#### Work required:
Rewrite everything from the start of the records down to the line containing "x=582, y=259", requests included, offsetting every coordinate in the answers by -67.

##############################

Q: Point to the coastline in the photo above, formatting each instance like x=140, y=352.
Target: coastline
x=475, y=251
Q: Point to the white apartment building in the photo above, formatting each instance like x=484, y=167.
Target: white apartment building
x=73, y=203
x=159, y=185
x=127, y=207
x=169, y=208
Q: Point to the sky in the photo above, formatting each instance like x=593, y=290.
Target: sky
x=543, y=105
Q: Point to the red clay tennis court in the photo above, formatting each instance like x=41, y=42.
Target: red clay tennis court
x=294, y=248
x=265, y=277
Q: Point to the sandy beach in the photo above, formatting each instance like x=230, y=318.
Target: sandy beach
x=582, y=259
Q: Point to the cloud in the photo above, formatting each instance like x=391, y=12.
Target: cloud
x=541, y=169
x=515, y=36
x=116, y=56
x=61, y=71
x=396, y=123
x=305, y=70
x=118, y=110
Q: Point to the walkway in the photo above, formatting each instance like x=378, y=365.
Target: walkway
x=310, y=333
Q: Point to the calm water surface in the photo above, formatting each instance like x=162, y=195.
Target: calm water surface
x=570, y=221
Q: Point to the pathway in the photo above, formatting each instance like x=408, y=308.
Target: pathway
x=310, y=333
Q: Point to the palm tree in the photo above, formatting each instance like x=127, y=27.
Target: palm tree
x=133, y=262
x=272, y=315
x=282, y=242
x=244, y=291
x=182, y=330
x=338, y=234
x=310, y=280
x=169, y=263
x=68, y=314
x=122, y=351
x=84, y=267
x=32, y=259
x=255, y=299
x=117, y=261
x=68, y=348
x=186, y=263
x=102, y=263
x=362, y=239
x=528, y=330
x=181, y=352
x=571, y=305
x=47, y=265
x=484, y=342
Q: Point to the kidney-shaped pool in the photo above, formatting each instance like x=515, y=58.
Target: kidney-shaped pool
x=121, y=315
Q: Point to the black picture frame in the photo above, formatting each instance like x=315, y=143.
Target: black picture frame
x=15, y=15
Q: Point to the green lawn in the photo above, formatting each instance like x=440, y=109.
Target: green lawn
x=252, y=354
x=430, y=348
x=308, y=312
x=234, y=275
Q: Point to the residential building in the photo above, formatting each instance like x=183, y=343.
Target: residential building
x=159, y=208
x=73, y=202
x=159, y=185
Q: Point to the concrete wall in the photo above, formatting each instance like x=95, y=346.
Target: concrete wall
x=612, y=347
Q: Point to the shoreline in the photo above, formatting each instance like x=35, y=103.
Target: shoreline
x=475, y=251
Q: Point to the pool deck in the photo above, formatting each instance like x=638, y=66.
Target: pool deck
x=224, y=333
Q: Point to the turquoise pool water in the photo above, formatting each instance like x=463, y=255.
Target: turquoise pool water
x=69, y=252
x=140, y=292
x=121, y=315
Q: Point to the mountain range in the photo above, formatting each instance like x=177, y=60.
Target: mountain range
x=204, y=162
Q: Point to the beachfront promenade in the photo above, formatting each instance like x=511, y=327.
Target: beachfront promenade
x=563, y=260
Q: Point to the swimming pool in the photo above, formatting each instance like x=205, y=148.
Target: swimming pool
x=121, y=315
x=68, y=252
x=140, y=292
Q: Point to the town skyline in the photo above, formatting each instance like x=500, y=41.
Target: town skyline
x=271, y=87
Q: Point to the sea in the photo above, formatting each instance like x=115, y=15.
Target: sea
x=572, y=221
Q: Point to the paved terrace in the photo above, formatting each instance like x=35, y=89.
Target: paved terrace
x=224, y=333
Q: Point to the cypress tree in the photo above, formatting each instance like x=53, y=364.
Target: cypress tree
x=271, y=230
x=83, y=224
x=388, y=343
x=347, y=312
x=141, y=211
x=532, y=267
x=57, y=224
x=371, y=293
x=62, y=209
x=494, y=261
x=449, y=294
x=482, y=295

##############################

#### Solution below:
Q: Point to the coastline in the photo above, formatting each instance like x=140, y=352.
Target: coastline
x=408, y=184
Q: Point to the white apartment building in the photo above, formatting each instance like x=484, y=167.
Target: white apartment building
x=6, y=136
x=92, y=118
x=60, y=140
x=102, y=141
Q: Point to the sky in the photo above, formatting each instance like x=593, y=290.
Target: sky
x=476, y=38
Q: Point to the red clay tennis court in the photo above, formatting each instance like x=41, y=42.
Target: red clay tennis court
x=227, y=181
x=198, y=210
Q: Point to the sandy beach in the photo above, formatting each instance like x=230, y=318.
Target: sandy beach
x=515, y=192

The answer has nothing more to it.